Return each line of the listing below that contains the string "negative", treating uppercase and lowercase as different.

»»

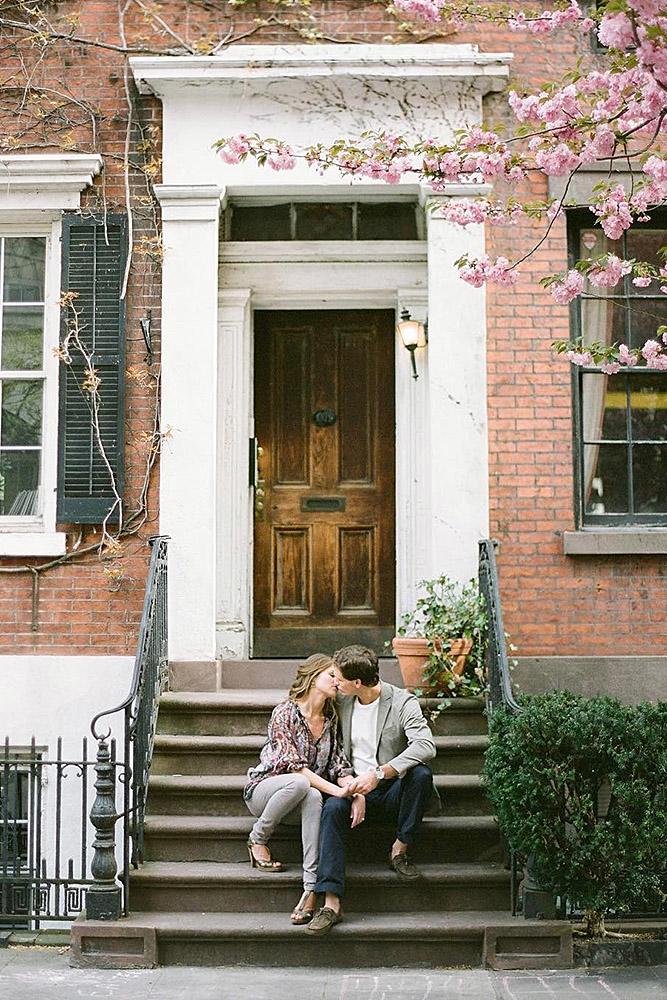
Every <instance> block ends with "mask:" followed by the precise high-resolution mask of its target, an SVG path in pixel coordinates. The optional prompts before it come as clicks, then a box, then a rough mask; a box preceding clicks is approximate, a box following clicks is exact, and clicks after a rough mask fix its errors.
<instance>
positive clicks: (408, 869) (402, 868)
mask: <svg viewBox="0 0 667 1000" xmlns="http://www.w3.org/2000/svg"><path fill="white" fill-rule="evenodd" d="M389 867H390V868H392V869H393V871H395V872H396V874H397V875H400V876H401V878H405V879H417V878H421V877H422V873H421V872H420V871H419V869H418V868H415V866H414V865H413V863H412V861H410V858H409V857H408V856H407V854H405V853H404V854H394V856H393V857H391V858H390V859H389Z"/></svg>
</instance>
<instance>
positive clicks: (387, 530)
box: [253, 310, 395, 657]
mask: <svg viewBox="0 0 667 1000" xmlns="http://www.w3.org/2000/svg"><path fill="white" fill-rule="evenodd" d="M394 323H395V319H394V313H393V312H392V311H390V310H381V311H380V310H372V311H371V310H354V311H352V310H344V311H319V312H302V311H298V312H256V313H255V433H256V436H257V442H258V445H259V456H258V462H257V467H258V482H257V488H256V495H255V555H254V563H255V566H254V607H255V612H254V644H253V655H254V656H256V657H261V656H305V655H307V654H309V653H312V652H318V651H321V652H332V651H333V650H334V649H336V648H337V647H339V646H342V645H346V644H347V643H350V642H361V643H364V644H365V645H369V646H372V647H374V648H375V649H376V650H377V651H378V652H380V651H381V650H382V647H383V644H384V642H385V641H386V640H387V639H388V638H390V637H391V635H393V633H394V624H395V621H394V617H395V598H394V592H395V553H394V521H395V517H394V436H395V435H394Z"/></svg>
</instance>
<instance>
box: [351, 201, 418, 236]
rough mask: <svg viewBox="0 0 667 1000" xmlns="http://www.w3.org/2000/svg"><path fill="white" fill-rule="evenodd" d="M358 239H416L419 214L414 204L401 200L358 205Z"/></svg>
mask: <svg viewBox="0 0 667 1000" xmlns="http://www.w3.org/2000/svg"><path fill="white" fill-rule="evenodd" d="M357 239H359V240H416V239H417V214H416V210H415V206H414V205H409V204H406V203H405V202H400V201H394V202H392V201H389V202H383V203H382V204H368V203H366V202H360V203H359V205H358V206H357Z"/></svg>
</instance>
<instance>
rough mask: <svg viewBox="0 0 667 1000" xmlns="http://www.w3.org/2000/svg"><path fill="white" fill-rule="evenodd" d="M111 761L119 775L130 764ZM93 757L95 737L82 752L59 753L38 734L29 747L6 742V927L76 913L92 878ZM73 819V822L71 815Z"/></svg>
mask: <svg viewBox="0 0 667 1000" xmlns="http://www.w3.org/2000/svg"><path fill="white" fill-rule="evenodd" d="M110 755H111V767H112V769H113V771H114V775H115V778H116V781H118V782H120V781H121V780H122V778H123V776H124V770H125V768H124V764H123V763H122V762H118V761H117V760H116V747H115V743H112V745H111V750H110ZM94 766H95V760H94V758H93V759H91V758H90V754H89V751H88V740H87V739H86V738H84V739H83V740H82V743H81V755H80V757H79V758H78V759H68V758H67V757H66V756H63V743H62V738H60V739H58V741H57V744H56V753H55V756H54V758H53V759H49V758H47V757H46V756H45V752H44V748H43V747H38V746H37V745H36V742H35V740H34V739H33V740H32V742H31V744H30V746H28V747H25V748H18V747H10V745H9V740H8V739H5V743H4V746H3V747H2V749H0V926H5V927H7V926H11V927H25V928H39V926H40V923H41V922H42V921H44V920H48V921H51V920H56V921H58V920H73V919H74V918H75V917H76V916H77V915H78V914H79V913H80V912H81V910H82V909H83V908H84V903H85V893H86V890H87V888H88V887H89V886H91V885H92V884H93V877H92V874H91V868H90V861H91V851H90V848H89V835H90V826H89V822H88V811H89V807H90V802H91V800H92V789H93V779H94ZM72 820H73V821H72Z"/></svg>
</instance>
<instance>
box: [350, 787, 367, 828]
mask: <svg viewBox="0 0 667 1000" xmlns="http://www.w3.org/2000/svg"><path fill="white" fill-rule="evenodd" d="M350 816H351V817H352V822H351V824H350V827H351V829H352V830H354V828H355V826H359V824H360V823H363V821H364V820H365V818H366V796H365V795H359V793H357V794H356V795H355V796H354V798H353V799H352V808H351V809H350Z"/></svg>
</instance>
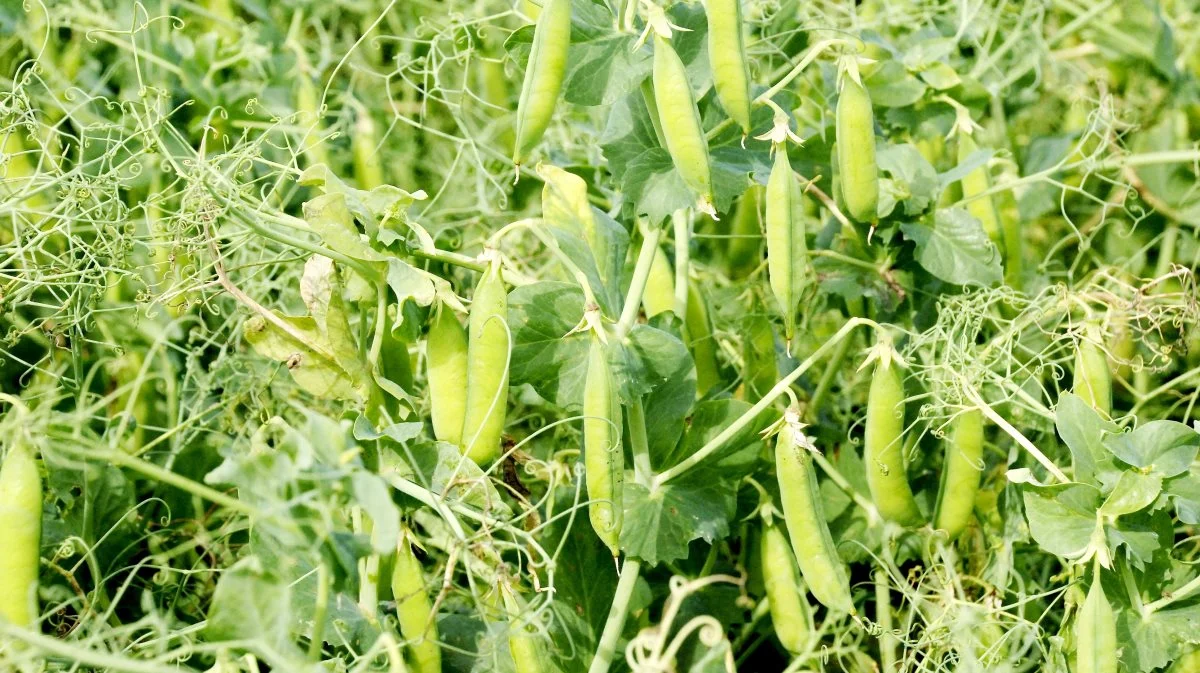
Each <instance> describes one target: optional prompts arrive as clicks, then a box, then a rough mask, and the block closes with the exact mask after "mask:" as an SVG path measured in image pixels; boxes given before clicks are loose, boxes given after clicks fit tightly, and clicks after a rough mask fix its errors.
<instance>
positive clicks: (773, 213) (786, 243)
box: [766, 144, 810, 343]
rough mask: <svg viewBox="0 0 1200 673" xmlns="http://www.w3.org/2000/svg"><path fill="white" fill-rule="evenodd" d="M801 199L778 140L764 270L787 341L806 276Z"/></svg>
mask: <svg viewBox="0 0 1200 673" xmlns="http://www.w3.org/2000/svg"><path fill="white" fill-rule="evenodd" d="M802 199H803V196H802V192H800V186H799V182H797V180H796V175H794V174H793V173H792V163H791V162H790V161H788V158H787V148H786V146H785V145H782V144H780V145H778V146H776V148H775V163H774V166H773V167H772V169H770V178H769V179H768V180H767V196H766V200H767V215H766V220H767V272H768V275H769V276H770V290H772V293H773V294H774V295H775V300H776V301H778V302H779V311H780V313H781V314H782V317H784V338H785V339H786V341H787V342H788V343H791V342H792V338H793V337H794V336H796V311H797V308H798V305H799V302H800V293H802V292H803V290H804V287H805V284H806V283H808V278H809V277H810V272H809V254H808V253H809V250H808V242H806V241H805V238H804V236H805V227H804V218H805V216H804V206H803V204H802Z"/></svg>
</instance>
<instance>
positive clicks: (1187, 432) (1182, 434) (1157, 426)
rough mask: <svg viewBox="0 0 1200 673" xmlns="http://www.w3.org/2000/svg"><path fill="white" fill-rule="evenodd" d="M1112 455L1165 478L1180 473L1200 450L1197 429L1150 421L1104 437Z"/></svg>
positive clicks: (1168, 423) (1105, 445)
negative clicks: (1141, 424) (1136, 426)
mask: <svg viewBox="0 0 1200 673" xmlns="http://www.w3.org/2000/svg"><path fill="white" fill-rule="evenodd" d="M1104 447H1105V449H1108V450H1109V451H1111V452H1112V455H1114V456H1116V457H1117V458H1121V459H1122V461H1124V462H1127V463H1129V464H1130V465H1134V467H1138V468H1141V469H1144V470H1150V471H1153V473H1154V474H1158V475H1160V476H1164V477H1169V476H1175V475H1177V474H1183V473H1184V471H1187V470H1188V467H1189V465H1192V462H1193V461H1195V457H1196V452H1198V451H1200V432H1196V431H1194V429H1192V428H1190V427H1188V426H1186V425H1183V423H1181V422H1177V421H1151V422H1148V423H1146V425H1142V426H1139V427H1138V428H1136V429H1134V431H1133V432H1126V433H1121V434H1112V435H1109V437H1105V438H1104Z"/></svg>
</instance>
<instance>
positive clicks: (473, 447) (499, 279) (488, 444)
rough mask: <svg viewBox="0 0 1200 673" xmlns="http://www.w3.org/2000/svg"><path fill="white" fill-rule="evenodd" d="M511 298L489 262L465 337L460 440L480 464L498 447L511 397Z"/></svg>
mask: <svg viewBox="0 0 1200 673" xmlns="http://www.w3.org/2000/svg"><path fill="white" fill-rule="evenodd" d="M508 318H509V299H508V294H506V293H505V290H504V278H502V277H500V264H499V260H493V262H491V263H490V264H488V266H487V270H486V271H484V275H482V276H481V277H480V278H479V284H478V286H475V295H474V298H473V299H472V304H470V319H469V326H468V343H467V410H466V415H464V417H463V428H462V441H463V449H464V453H466V455H467V457H469V458H470V459H472V461H475V463H476V464H479V465H486V464H488V463H491V462H492V461H494V459H496V458H497V457H498V456H499V452H500V434H502V433H503V431H504V419H505V415H506V414H508V399H509V365H508V362H509V330H508Z"/></svg>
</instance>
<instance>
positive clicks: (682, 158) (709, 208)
mask: <svg viewBox="0 0 1200 673" xmlns="http://www.w3.org/2000/svg"><path fill="white" fill-rule="evenodd" d="M653 78H654V100H655V102H656V103H658V106H659V121H660V124H661V126H662V136H664V138H665V139H666V142H667V154H670V155H671V161H672V163H674V167H676V170H677V172H678V173H679V176H680V178H683V181H684V185H686V186H688V188H689V190H691V191H692V192H694V193H695V194H696V196H697V197H698V198H700V206H698V208H700V209H701V210H704V211H707V212H712V211H713V174H712V172H713V168H712V163H710V161H709V156H708V140H707V139H706V138H704V128H703V126H702V125H701V121H700V110H698V109H697V108H696V96H695V94H694V92H692V90H691V84H690V83H689V82H688V70H686V68H685V67H684V65H683V61H682V60H679V55H678V54H676V50H674V48H673V47H671V41H670V40H667V38H665V37H662V36H661V35H655V36H654V74H653Z"/></svg>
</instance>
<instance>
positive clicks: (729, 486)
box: [620, 469, 734, 565]
mask: <svg viewBox="0 0 1200 673" xmlns="http://www.w3.org/2000/svg"><path fill="white" fill-rule="evenodd" d="M624 498H625V525H624V528H623V529H622V531H620V548H622V549H624V551H625V552H626V553H629V554H632V555H635V557H637V558H640V559H642V560H644V561H646V563H648V564H649V565H658V564H660V563H665V561H672V560H677V559H683V558H686V557H688V543H689V542H691V541H692V540H697V539H703V540H706V541H708V542H712V541H714V540H719V539H721V537H724V536H726V535H728V533H730V518H731V517H732V516H733V505H734V488H732V485H731V482H730V481H727V480H725V479H722V477H721V475H720V474H718V473H714V471H710V470H706V469H695V470H691V471H689V473H688V474H686V475H684V476H682V477H679V479H677V480H672V481H670V482H667V483H666V485H664V486H661V487H659V489H658V491H654V492H650V491H648V489H647V488H646V487H644V486H642V485H641V483H637V482H635V481H632V480H626V481H625V491H624Z"/></svg>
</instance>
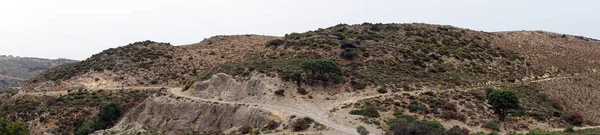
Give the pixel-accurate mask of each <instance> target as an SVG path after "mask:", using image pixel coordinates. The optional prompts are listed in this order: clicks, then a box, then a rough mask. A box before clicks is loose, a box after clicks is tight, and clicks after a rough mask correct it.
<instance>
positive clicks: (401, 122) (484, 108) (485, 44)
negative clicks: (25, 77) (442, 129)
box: [0, 23, 600, 134]
mask: <svg viewBox="0 0 600 135" xmlns="http://www.w3.org/2000/svg"><path fill="white" fill-rule="evenodd" d="M599 51H600V41H598V40H595V39H590V38H585V37H580V36H573V35H563V34H557V33H552V32H544V31H512V32H483V31H473V30H469V29H464V28H457V27H453V26H445V25H432V24H421V23H412V24H370V23H364V24H358V25H346V24H340V25H336V26H333V27H329V28H324V29H318V30H314V31H308V32H304V33H290V34H287V35H285V36H284V37H273V36H260V35H235V36H215V37H211V38H208V39H205V40H203V41H201V42H200V43H196V44H190V45H182V46H173V45H171V44H169V43H159V42H153V41H142V42H136V43H132V44H129V45H125V46H122V47H118V48H111V49H107V50H105V51H102V52H100V53H98V54H96V55H93V56H92V57H90V58H88V59H86V60H84V61H81V62H76V63H71V64H65V65H62V66H58V67H56V68H53V69H51V70H48V71H46V72H44V73H42V74H40V75H38V76H36V77H34V78H32V79H30V80H28V81H27V82H26V83H25V84H24V85H23V88H22V91H21V92H22V93H21V95H16V96H22V97H28V98H23V99H22V100H9V101H10V102H3V103H4V104H2V105H3V106H6V107H7V108H24V107H23V106H27V105H29V107H32V108H35V109H33V110H35V111H30V110H25V109H20V110H14V111H13V110H4V111H0V114H1V115H2V116H3V117H7V116H16V117H17V119H20V120H23V121H28V122H30V124H29V125H30V127H35V128H32V129H35V130H34V132H35V133H43V132H53V133H59V134H72V133H73V132H75V131H78V130H79V129H82V130H83V129H85V127H81V126H74V125H82V123H83V121H84V120H90V121H92V122H93V119H95V118H96V116H95V115H96V114H101V113H100V111H99V110H100V109H97V108H99V107H101V106H100V105H99V104H95V103H94V102H96V101H98V102H100V101H102V102H116V103H118V104H120V105H121V106H128V107H124V109H123V111H124V112H127V113H123V114H122V116H119V118H120V119H119V121H118V122H116V121H113V122H112V123H109V124H108V125H110V126H105V127H101V128H95V129H94V130H98V129H106V130H103V131H98V132H97V133H99V134H101V133H115V132H118V133H123V134H133V133H140V132H143V133H150V134H152V133H164V134H186V133H191V134H194V133H197V134H200V133H206V134H209V133H231V134H237V133H244V132H246V131H248V130H249V131H248V132H252V133H282V134H283V133H290V132H294V133H296V132H298V133H309V134H310V133H324V134H356V130H357V129H356V127H359V126H361V127H365V128H364V129H362V128H361V130H367V131H370V132H371V133H373V134H384V133H388V134H398V133H396V132H398V131H405V130H420V131H423V134H425V133H424V132H425V131H431V132H436V133H442V132H443V133H444V134H450V132H459V131H460V132H464V130H463V128H466V129H468V131H472V133H475V132H485V133H490V132H500V133H511V132H528V131H531V130H534V129H541V130H548V131H556V130H560V131H562V130H563V129H564V128H566V127H568V126H579V127H576V128H575V129H577V130H579V131H577V132H595V131H597V130H590V131H587V130H584V129H586V128H593V127H594V126H596V125H598V124H599V123H598V121H600V114H598V113H597V109H598V108H599V107H600V105H597V104H595V102H593V101H594V100H595V99H598V98H600V94H599V93H598V92H597V89H596V87H595V86H596V85H597V84H600V81H599V80H598V75H599V74H598V73H597V70H598V69H599V68H600V63H598V61H597V60H598V58H600V53H598V52H599ZM146 89H152V90H146ZM140 90H142V91H140ZM153 90H156V91H153ZM494 91H509V92H510V93H514V95H515V97H516V98H518V101H520V103H519V106H520V108H519V109H518V110H514V112H511V113H510V115H509V116H508V118H507V119H505V121H502V122H500V121H496V120H497V119H498V118H497V116H496V115H497V113H495V112H496V111H495V110H494V108H493V106H492V105H490V102H489V99H488V98H489V97H490V96H489V95H490V94H489V93H493V92H494ZM126 93H129V94H127V95H122V94H126ZM39 96H51V97H57V98H39ZM138 96H139V97H138ZM9 99H11V98H9ZM87 101H94V102H87ZM128 101H132V102H128ZM21 103H45V104H41V105H34V104H25V105H23V104H21ZM46 103H47V104H46ZM132 106H134V107H132ZM81 108H85V109H81ZM60 109H64V110H68V111H66V112H57V111H56V110H60ZM264 112H267V113H264ZM74 114H76V115H74ZM63 115H64V116H71V115H74V116H76V118H70V117H61V116H63ZM120 115H121V114H120ZM41 117H43V118H47V119H46V121H40V120H39V118H41ZM223 118H228V119H223ZM229 118H231V119H229ZM244 118H247V119H244ZM36 119H37V120H36ZM58 121H60V122H58ZM231 121H236V122H235V123H232V122H231ZM303 121H304V122H303ZM399 122H400V123H399ZM65 123H67V124H65ZM424 123H425V124H424ZM88 124H89V123H88ZM265 125H267V126H265ZM438 125H439V126H438ZM431 126H433V128H431ZM454 126H459V127H457V128H453V127H454ZM40 127H51V128H40ZM52 127H53V128H52ZM57 127H60V128H57ZM428 128H431V129H428ZM58 129H68V130H58ZM442 129H443V130H442ZM446 129H448V130H446ZM415 132H416V131H415ZM246 133H247V132H246ZM419 133H421V132H419ZM582 134H584V133H582Z"/></svg>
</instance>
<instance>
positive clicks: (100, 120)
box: [98, 102, 123, 129]
mask: <svg viewBox="0 0 600 135" xmlns="http://www.w3.org/2000/svg"><path fill="white" fill-rule="evenodd" d="M121 115H123V110H121V106H120V105H119V104H117V103H114V102H109V103H104V104H102V105H100V113H98V125H99V127H100V128H102V129H103V128H106V127H109V126H112V125H113V124H114V123H116V122H117V120H118V119H119V118H120V117H121Z"/></svg>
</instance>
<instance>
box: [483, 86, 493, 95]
mask: <svg viewBox="0 0 600 135" xmlns="http://www.w3.org/2000/svg"><path fill="white" fill-rule="evenodd" d="M494 91H495V90H494V88H491V87H488V88H485V94H486V96H488V97H489V96H490V94H492V92H494Z"/></svg>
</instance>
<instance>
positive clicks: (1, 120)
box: [0, 118, 29, 135]
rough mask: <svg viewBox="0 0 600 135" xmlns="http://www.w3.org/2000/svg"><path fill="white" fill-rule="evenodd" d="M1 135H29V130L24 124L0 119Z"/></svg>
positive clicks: (18, 122) (21, 122) (19, 122)
mask: <svg viewBox="0 0 600 135" xmlns="http://www.w3.org/2000/svg"><path fill="white" fill-rule="evenodd" d="M0 135H29V128H28V127H27V125H25V124H24V123H23V122H20V121H15V122H11V121H9V120H6V119H4V118H0Z"/></svg>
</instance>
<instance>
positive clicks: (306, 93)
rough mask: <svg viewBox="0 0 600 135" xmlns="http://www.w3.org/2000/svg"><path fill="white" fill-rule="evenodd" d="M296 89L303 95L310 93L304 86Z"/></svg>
mask: <svg viewBox="0 0 600 135" xmlns="http://www.w3.org/2000/svg"><path fill="white" fill-rule="evenodd" d="M296 90H297V91H298V94H302V95H306V94H308V91H306V89H304V88H298V89H296Z"/></svg>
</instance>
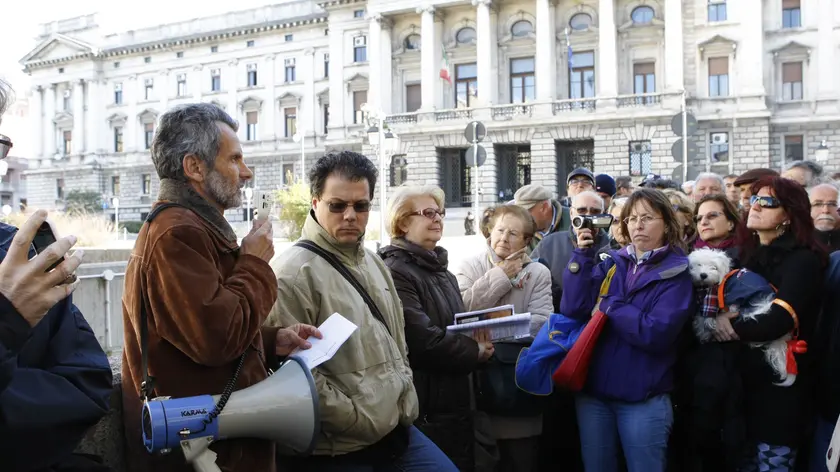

««

** Output of the task **
negative clicks: (1141, 424) (1136, 426)
negative clicks: (25, 77) (442, 129)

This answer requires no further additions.